Ein Finanzamt kam auf folgende Idee: Sind zwischen dem Erwerb der Immobilie und der Übertragung auf Sohn oder Tochter noch keine zehn Jahre vergangen, so kann eine teilentgeltliche Übertragung als privates Veräußerungsgeschäft gemäß § 23 EStG zu werten sein und damit die Spekulationsbesteuerung auslösen - und zwar selbst dann, wenn die Zahlung oder die Schuldübernahme unterhalb der historischen Anschaffungskosten des Übertragenden liegen.

AKTUELL hat der Bundesfinanzhof im Sinne des Fiskus entschieden: Wird ein Grundstück innerhalb von zehn Jahren nach der Anschaffung übertragen und übernimmt der neue Eigentümer die auf dem Grundstück lastenden Schulden, liegt ein steuerbares privates Veräußerungsgeschäft vor (BFH-Urteil vom 11.3.2025, IX R 17/24). Er hat damit ein Urteil des Niedersächsischen Finanzgerichts kassiert. Dieses war der Ansicht, dass teilentgeltliche Übertragungen von Immobilien auf Kinder unterhalb der historischen Anschaffungskosten die Spekulationsbesteuerung nicht auslösen können (Niedersächsisches FG, Urteil vom 29.5.2024, 3 K 36/24).

  • Der Fall: Der Vater hatte im Jahr 2014 ein bebautes Grundstück für insgesamt 143.950 EUR erworben und anschließend vermietet. Einen Teil des Erwerbs hatte er durch ein Bankdarlehen finanziert. In 2019 übertrug der Vater diese Immobilie im Wege der vorweggenommenen Erbfolge auf seine Tochter. Das Bankdarlehen valutierte noch mit 115.000 EUR. Die Tochter übernahm diese Verpflichtung. Beim Notar gaben die Vertragsparteien den aktuellen Verkehrswert der Immobilie mit 210.000 EUR an. Das Finanzamt wertete diesen Vorgang als nach
    § 23 EStG steuerpflichtiges privates Veräußerungsgeschäft, da zwischen dem Erwerb durch den Vater und der Übertragung auf die Tochter noch nicht mehr als zehn Jahre vergangen waren. Die Übertragung sei in einen entgeltlichen und einen unentgeltlichen Vorgang aufzuteilen. Maßstab für die Aufteilung sei dabei der Verkehrswert der Immobilie im Zeitpunkt der Übertragung im Verhältnis zu den übernommenen Verbindlichkeiten. Letztlich wollte das Finanzamt einen Betrag von sage und schreibe 40.655 EUR versteuern. Der BFH hat dem Finanzamt Recht gegeben.

AUFGABENSTELLUNG:
Beantworte anhand des Textauszugs kurz:
(a) Wessen Urteil hat der Bundesfinanzhof kassiert?
(b) Für welchen Gesamtbetrag hatte der Vater das bebaute Grundstück im Jahr 2014 erworben?
(c) Welchen Betrag wollte das Finanzamt letztlich versteuern?
Das Material wird hier nicht gebraucht.

BEREITGESTELLTES MATERIAL:
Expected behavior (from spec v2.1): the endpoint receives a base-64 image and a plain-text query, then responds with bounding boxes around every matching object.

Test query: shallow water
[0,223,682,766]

ANTWORT:
(a) Das Urteil des Niedersächsischen Finanzgerichts vom 29.5.2024 (3 K 36/24).
(b) Für 143.950 EUR.
(c) 40.655 EUR.